Especialistas apontaram erros do PT em ter se utilizado, por exemplo, de artistas e intelectuais para buscar voto para Lula no primeiro turno. Prado diz que o grupo enxerga “um discurso de lacração, de esquerda arrogante progressista ou de um vitimismo, de grupos como os gays”.
Ele cita o movimento nas redes sociais que estimulava eleitores do PT a fotografar 13 livros de cor vermelha. “Muitos pensam: nunca li nem 13 livros, quanto mais vermelhos”, diz o antropólogo. O partido tirou os artistas e passou a veicular vídeos com pastores evangélicos logo nos primeiros dias da campanha do segundo turno.[artistas tipo a Mercury cujo último sucesso foi na década de 90, ou o Chico Buarque, mais recente sucesso também no século passado.].
O desafio da comunicação também aparece no discurso de não violência, contra as armas, diz Prado, já que a população se vê entre facções criminosas e tráfico. A evidência de que o aumento no número de armas leva a mais violência, demonstrada em pesquisas, é mais difícil de explicar do que o discurso de que a arma serve para a pessoa se defender.[Comentários: é sabido que vários morticínio nos Estados Unidos, em outros países e mesmo no Brasil, não se realizaram ou tiveram menos vítimas, por ter pessoas armadas entre as , ou próximas das, possíveis vítimas.]
A religião surge, de acordo com analistas, muito atrelada aos valores morais na classe C. “Uma parte da narrativa desses segmentos de direita é de natureza dos costumes, há uma recuperação de um sentimento conservador, colado na fé religiosa, que existe na sociedade e foi trazido para o centro do debate”, diz o professor José Álvaro Moisés.
Apesar de as últimas pesquisas mostrarem que 30% da população é evangélica, como o último Censo demográfico foi feito em 2010 (e deveria ter sido repetido em 2020) os números podem estar defasados. Outros 50% se declaram católicos.
“Como cristã, valorizo a família, a vida, sou contra o aborto, contra corrupção”, diz Andreia Bassan, de 47 anos, que é evangélica. Ela e o marido têm uma microempresa de cursos online de artesanato. Seu voto é convicto em Bolsonaro. “Ele veio para mostrar as coisas que a gente não enxergava, fomos muito enganados pela política. Se ele não tivesse esse jeito de falar, o sistema já teria engolido ele.”
Andreia mora na zona norte da capital e reclama de não poder trabalhar durante a pandemia e de ser obrigada a “entrar como bandida em seu escritório”. O casal não se vacinou contra a covid por não acreditar no imunizante “feito às pressas”. “Meu marido pegou covid no começo da pandemia, foi terrível, estávamos sem plano de saúde, mas sou uma mulher de fé.”
========
• _DESCRIÇÃO DA TAREFA_: Quais pessoas são mencionadas pelo nome no trecho acima sobre o voto na classe C? Liste todas.
========
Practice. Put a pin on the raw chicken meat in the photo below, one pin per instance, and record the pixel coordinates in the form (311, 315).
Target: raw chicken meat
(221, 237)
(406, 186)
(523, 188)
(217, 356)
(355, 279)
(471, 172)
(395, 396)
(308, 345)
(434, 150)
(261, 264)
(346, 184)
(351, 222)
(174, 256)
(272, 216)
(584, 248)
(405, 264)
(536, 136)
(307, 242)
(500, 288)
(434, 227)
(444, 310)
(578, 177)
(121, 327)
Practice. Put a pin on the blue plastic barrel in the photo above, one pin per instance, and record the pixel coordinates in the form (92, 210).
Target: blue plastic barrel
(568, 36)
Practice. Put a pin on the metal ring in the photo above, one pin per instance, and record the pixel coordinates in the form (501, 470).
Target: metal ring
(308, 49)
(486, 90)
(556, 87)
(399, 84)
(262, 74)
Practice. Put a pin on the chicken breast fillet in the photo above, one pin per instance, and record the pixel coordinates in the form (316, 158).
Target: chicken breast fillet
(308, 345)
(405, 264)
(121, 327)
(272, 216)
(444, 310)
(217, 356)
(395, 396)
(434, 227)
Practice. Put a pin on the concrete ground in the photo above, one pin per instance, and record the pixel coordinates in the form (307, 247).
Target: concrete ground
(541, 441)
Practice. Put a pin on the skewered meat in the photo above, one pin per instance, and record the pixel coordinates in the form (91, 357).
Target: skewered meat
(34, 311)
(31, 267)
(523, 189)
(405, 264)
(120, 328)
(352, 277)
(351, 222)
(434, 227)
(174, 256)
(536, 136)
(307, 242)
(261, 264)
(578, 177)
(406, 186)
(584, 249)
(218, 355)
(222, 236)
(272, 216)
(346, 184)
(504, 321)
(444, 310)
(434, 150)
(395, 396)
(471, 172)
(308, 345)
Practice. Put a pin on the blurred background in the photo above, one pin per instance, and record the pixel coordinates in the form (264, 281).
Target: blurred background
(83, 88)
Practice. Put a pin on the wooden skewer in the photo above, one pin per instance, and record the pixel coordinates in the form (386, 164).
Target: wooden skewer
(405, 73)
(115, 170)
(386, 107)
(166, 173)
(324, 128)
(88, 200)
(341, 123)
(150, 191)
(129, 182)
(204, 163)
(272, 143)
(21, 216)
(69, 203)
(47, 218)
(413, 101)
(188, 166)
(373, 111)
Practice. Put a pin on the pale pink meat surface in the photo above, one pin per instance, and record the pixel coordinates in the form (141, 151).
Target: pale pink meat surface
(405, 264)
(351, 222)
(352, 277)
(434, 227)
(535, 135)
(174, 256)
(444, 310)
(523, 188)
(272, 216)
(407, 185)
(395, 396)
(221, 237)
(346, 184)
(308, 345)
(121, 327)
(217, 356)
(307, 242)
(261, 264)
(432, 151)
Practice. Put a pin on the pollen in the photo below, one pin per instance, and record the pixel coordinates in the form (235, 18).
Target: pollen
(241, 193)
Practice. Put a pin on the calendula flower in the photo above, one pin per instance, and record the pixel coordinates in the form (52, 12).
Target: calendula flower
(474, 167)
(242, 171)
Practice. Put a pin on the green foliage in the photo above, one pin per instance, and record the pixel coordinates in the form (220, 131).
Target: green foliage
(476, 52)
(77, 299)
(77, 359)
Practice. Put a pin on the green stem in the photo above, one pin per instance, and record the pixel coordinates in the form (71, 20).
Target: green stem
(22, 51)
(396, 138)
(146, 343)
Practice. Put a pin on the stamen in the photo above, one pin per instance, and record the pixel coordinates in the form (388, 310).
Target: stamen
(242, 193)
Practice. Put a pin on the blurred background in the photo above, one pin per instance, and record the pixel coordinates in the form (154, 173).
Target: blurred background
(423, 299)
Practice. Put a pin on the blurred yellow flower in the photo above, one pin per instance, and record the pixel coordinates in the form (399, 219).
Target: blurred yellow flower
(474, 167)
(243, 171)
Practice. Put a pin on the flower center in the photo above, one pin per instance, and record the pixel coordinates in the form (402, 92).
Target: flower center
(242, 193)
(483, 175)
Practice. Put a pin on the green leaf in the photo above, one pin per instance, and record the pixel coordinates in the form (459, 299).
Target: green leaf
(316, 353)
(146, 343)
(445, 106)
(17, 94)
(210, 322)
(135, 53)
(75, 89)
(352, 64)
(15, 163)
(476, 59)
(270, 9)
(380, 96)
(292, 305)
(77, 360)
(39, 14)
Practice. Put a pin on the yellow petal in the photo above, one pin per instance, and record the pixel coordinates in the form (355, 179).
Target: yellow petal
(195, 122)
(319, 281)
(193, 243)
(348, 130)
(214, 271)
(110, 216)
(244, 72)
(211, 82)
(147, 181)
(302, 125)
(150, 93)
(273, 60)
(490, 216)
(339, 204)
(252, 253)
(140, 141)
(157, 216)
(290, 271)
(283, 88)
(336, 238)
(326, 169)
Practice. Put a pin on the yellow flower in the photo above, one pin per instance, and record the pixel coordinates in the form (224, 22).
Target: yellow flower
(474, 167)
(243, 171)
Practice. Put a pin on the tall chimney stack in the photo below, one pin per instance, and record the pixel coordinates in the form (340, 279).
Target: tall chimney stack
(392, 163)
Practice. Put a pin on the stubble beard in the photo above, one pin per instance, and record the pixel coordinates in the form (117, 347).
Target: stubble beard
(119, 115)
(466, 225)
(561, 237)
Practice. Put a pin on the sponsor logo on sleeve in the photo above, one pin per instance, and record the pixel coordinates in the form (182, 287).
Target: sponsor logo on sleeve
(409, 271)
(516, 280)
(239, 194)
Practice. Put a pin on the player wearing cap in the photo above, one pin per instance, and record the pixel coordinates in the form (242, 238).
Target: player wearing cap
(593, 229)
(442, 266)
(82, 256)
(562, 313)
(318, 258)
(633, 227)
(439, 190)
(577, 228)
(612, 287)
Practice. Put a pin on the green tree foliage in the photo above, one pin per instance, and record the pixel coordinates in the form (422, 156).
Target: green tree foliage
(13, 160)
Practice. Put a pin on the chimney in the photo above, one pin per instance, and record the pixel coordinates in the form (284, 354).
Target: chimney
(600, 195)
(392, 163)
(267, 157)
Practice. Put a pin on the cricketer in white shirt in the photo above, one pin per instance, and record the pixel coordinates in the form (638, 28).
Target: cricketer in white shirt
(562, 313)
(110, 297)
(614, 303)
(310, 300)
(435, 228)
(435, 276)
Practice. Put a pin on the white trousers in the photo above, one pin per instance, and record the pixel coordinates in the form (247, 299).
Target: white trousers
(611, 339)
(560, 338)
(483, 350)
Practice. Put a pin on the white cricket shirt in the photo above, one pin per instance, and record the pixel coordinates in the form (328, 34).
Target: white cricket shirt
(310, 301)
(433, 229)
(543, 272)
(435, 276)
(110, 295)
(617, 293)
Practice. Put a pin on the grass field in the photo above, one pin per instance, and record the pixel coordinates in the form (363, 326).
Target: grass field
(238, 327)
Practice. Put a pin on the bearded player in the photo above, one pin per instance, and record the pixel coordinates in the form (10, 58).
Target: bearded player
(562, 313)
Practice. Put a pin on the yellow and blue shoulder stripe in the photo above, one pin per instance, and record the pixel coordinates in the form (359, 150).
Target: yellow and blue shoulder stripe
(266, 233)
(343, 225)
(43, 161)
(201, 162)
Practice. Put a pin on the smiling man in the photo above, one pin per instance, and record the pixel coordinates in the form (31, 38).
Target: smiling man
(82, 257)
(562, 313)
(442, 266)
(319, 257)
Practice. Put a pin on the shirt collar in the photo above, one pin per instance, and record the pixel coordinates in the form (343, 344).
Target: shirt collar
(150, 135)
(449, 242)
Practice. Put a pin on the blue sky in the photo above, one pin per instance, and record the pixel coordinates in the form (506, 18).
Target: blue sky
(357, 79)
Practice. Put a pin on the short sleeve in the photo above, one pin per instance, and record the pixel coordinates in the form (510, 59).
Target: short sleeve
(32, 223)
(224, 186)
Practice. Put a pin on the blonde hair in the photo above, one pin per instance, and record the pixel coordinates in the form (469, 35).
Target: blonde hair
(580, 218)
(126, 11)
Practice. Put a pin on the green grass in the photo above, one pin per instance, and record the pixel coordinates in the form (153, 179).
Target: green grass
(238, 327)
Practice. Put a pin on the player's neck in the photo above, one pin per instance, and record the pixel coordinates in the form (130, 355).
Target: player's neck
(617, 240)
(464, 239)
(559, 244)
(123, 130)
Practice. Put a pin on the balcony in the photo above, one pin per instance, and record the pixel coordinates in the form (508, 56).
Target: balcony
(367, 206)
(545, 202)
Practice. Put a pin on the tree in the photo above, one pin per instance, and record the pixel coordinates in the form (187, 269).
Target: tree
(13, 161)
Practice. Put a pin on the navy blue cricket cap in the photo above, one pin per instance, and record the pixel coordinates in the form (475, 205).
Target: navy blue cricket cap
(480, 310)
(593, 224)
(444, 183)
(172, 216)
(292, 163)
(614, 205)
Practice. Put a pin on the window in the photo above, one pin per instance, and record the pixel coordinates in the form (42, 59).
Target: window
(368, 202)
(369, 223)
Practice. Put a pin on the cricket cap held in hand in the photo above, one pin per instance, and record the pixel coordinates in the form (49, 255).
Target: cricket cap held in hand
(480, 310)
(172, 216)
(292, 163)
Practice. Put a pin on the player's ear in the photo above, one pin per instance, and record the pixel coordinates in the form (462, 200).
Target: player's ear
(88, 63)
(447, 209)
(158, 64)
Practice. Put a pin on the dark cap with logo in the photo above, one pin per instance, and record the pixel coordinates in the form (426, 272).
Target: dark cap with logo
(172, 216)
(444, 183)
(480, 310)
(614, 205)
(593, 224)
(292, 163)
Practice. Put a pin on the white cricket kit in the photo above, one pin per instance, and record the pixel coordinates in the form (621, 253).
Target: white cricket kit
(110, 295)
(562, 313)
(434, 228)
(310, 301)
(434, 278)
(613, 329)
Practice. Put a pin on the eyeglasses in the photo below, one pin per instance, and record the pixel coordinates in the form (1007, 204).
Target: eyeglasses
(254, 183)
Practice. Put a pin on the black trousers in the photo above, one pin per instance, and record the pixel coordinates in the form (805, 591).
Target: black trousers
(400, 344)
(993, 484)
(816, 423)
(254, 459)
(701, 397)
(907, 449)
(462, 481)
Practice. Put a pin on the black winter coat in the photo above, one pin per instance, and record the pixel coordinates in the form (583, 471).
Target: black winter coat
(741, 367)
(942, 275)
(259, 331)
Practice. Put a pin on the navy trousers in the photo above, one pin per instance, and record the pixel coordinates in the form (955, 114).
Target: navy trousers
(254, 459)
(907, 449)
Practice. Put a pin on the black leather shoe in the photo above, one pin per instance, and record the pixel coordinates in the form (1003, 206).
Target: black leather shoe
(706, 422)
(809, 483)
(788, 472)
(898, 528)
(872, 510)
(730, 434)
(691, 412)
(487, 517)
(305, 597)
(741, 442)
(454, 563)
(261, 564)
========
• _RESPOSTA AO EXERCÍCIO_:
- Lula
- Prado
- Mercury
- Chico Buarque
- José Álvaro Moisés
- Andreia Bassan
- Bolsonaro